[Source document]:
************

Los Angeles is a film town — maybe the film town. Like the Hollywood district contained within it, the name “Los Angeles” a metonym for the American film industry in the minds of many. “La La Land,” “The Entertainment Capital of the World” and all that. I love movies; however, in my mind, the Hollywood film thing actually ranks pretty low in the long list of what makes Los Angeles the greatest city in the world. This is possibly (probably) shocking to hear/read if you’re a cog in the blockbuster factory or a celebrity worshipper but better you find that out now than never. Luckily, Los Angeles doesn’t just make movies, it also shows them. There are few cities in the world with as robust a film culture as Los Angeles.
For those who love celebrity-driven, gazillion-dollar CGI superhero franchises you’re in luck; there are multiplexes in every mall and Redboxes at every 7-Eleven. Thankfully for other varieties of cinéastes, there’s a lot more to Los Angeles’s mise en scène than that. There are architecturally beautiful picture palaces, romantic drive-ins, dingy dollar theaters, high-profile revival houses, low-profile smut houses, and actual art house chains. Additionally, there are all sorts of special screenings and festivals that take place every week of the year.

************

[What you will do]: Proceed with the piece on Los Angeles film culture, picking up right after its final sentence.

(Entries from a pointing dataset)
************

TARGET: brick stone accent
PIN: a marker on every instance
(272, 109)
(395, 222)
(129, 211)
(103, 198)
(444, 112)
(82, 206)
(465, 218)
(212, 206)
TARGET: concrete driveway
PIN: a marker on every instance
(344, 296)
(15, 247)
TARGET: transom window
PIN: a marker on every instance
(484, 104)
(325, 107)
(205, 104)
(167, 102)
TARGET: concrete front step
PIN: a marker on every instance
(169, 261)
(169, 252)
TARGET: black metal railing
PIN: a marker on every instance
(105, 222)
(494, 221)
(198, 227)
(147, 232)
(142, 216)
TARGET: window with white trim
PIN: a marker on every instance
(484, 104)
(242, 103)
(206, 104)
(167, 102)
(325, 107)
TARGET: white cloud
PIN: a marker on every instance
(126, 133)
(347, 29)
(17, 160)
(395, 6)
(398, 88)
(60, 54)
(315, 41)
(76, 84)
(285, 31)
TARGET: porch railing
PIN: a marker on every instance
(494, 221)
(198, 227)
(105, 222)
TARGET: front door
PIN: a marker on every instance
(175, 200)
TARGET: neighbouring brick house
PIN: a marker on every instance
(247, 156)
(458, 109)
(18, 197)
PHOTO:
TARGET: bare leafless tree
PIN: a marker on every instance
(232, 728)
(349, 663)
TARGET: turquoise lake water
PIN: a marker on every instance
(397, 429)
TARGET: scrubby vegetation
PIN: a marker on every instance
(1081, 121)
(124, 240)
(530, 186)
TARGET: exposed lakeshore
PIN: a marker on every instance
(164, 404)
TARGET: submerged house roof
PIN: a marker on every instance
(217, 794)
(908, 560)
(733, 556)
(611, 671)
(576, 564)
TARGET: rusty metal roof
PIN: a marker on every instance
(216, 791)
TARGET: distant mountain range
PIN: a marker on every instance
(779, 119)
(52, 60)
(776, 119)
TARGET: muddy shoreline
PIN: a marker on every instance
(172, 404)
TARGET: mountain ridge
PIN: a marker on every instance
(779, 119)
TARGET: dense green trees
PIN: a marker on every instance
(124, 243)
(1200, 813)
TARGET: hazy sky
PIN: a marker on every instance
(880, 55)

************

[Output of the exercise]:
Most of the most interesting programming in Los Angeles is screened at single-screen theaters like the Academy Little Theater, the Aero, the Alan and Elaine Armer Theater, The Arena Cinema, Art Theatre, Billy Wilder, Echo Park Film Center, Leo S. Bing, Linwood Dunn, Million Dollar Theatre, New Beverly, Nuart, Old Town Music Hall, Orpheum, Palace, Pendersleigh, REDCAT, Regent, Samuel Goldwyn, Silent Movie Theatre, WGA, or Warner Grand. (Please let me know if I’ve skipped any).
There are also a few multiple screen venues with interesting programming such as Hollywood’s Egyptian and Sundance Sunset Cinemas, Irvine’s Edwards University Town Center 6 and Edwards Westpark 8 Theatres, and West Los Angeles’s Landmark. The Laemmle, with theaters in Beverly Hills, Claremont, Encino, North Hollywood, Pasadena, Santa Monica, and Sawtelle; is the county’s premier art-house chain. (Again, please let me know if I’ve skipped any).
Los Angeles also has film festivals. There are specific festivals for classics, comedies, horror, noir, shorts, 3D, Asian-Pacific, French, Iranian, Irish, Japanese, Jewish, Korean, Pan-African, Polish, and South East European film festivals. There are additionally loads of special screenings not just in theaters but in parks, cemeteries, former service stations, cultural centers and on top of parking garages. I once endeavored to cover all of these but then someone introduced me, thankfully, to Filmradar. But not even that venerable service can cover all the Southland cinema scene.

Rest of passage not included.